### Written task 1
Revise the records from their start through the line containing "[170, 160, 377, 358]", inclusive, replacing "snug" with "tight" and leaving everything else unchanged. Leave the pictures out of your answer.

== Selected text ==

Jack Danger presents a comprehensive seminar at Cal Extreme 2020 documenting his journey building a custom pinball machine from concept to playable prototype. He covers the entire pipeline from layout design in Visual Pinball through CAD work in Illustrator and Fusion 360, CNC routing, programming via Mission Pinball Framework, and wiring with P-ROC boards, emphasizing the collaborative nature of the project and available resources for homebrew builders.

### Key Claims

- [MEDIUM] Mission Pinball Framework created a code reformatting tool specifically to help newbies after Jack Danger spent hours debugging a single extra space in his code — _Jack describes finding one extra space that broke his entire code, then notes 'the fine folks at Mission Pinball created a tool just because I'm an idiot, to help reformat all your code'_
- [HIGH] The entire layout design process took approximately 24 hours, compared to months that professional designers typically spend — _Jack states: 'i think the whole idea for this layout was maybe 24 hours' when contrasting with how 'a designer might spend months coming up with a layout'_
- [HIGH] George Gomez provided a large box of parts to help Jack Danger prototype his machine — _Jack says: 'Later down the line I bothered George Gomez (legendary Stern designer) immensely until he threw a big box of parts at me so I could start piecing something together'_
- [HIGH] Building a homebrew pinball machine is very labor intensive and very expensive — _Jack states: 'if you're trying to build your own pinball machine this is very labor intensive and it's very expensive'_
- [MEDIUM] Having a physical homebrew pinball machine is the best resume for getting hired as a designer at a pinball company — _Jack advises: 'if you're trying to get hired as a designer at a pinball company, the best resume you can have is this... If you could show that you have a physical representation of something that you love... this is the best resume you could possibly have'_

### Notable Quotes

> "The internet would be like, Hey, I really love the bowl from Diner, or I love this orbit shot from Theater of Magic. And we'll just take all these and sort of amalgamate them into fun little new layouts"
> — **Jack Danger**, early in presentation
> _Explains the origin concept of the Dead Flip show that led to building a physical machine_

> "it was like wow it's one of the moments you know you just brought this thing into life it didn't exist before"
> — **Jack Danger**, mid-presentation
> _Emotional moment describing first successful flip test after months of design and build work_

> "The resources are out there and I'm going to help try to also compile those a little bit better... Pinball Makers website... is a great place to start and finish"
> — **Jack Danger**, near end
> _Primary resource recommendation for homebrew builders; indicates commitment to documenting process for others_

> "My hand was held so hard through this entire process"
> — **Jack Danger**, late presentation
> _Acknowledges extensive mentorship and support from Mission Pinball community for non-programmer_

> "I'm a very visual person, I'm an artist by trade, or was before pinball, and I needed that visual representation"

===
== Recorded information ==

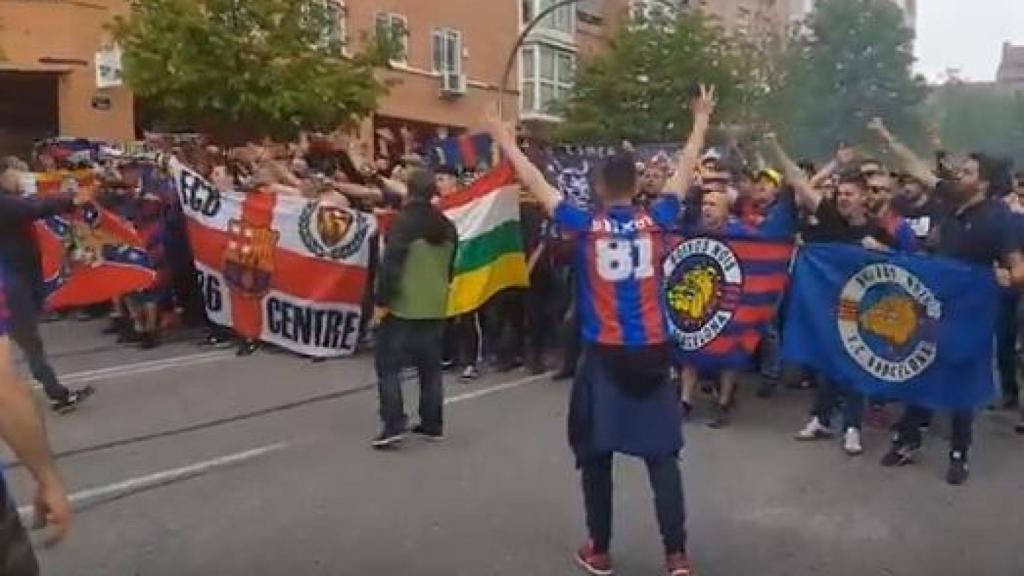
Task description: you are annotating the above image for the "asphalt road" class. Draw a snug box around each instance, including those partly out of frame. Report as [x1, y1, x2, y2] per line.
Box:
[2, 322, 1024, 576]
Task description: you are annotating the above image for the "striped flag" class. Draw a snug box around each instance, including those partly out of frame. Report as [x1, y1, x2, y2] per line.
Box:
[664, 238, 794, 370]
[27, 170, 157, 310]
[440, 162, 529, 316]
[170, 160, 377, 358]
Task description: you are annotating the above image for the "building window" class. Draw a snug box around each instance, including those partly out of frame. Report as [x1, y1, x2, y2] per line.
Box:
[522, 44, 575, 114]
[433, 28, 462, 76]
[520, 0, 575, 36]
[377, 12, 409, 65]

===

### Written task 2
Based on the pinball seminar summary, answer yes or no to each statement and quote the words that decide it: (a) The layout design process took about 24 hours. (b) Jack Danger was a programmer by trade before pinball. (c) The Pinball Makers website is recommended as a place to start.

### Result 1
Task description: you are annotating the above image for the "asphalt road" class. Draw a tight box around each instance, including those partly out of frame. Report as [x1, y1, x2, y2] per line.
Box:
[2, 322, 1024, 576]
Task description: you are annotating the above image for the "striped flag" class. Draw a tight box around each instance, including those partly out of frame. Report as [x1, y1, x2, y2] per line.
Box:
[664, 238, 794, 370]
[27, 170, 157, 310]
[440, 162, 529, 316]
[170, 160, 377, 358]

### Result 2
(a) Yes: "i think the whole idea for this layout was maybe 24 hours"
(b) No: "I'm an artist by trade, or was before pinball"
(c) Yes: "Pinball Makers website... is a great place to start and finish"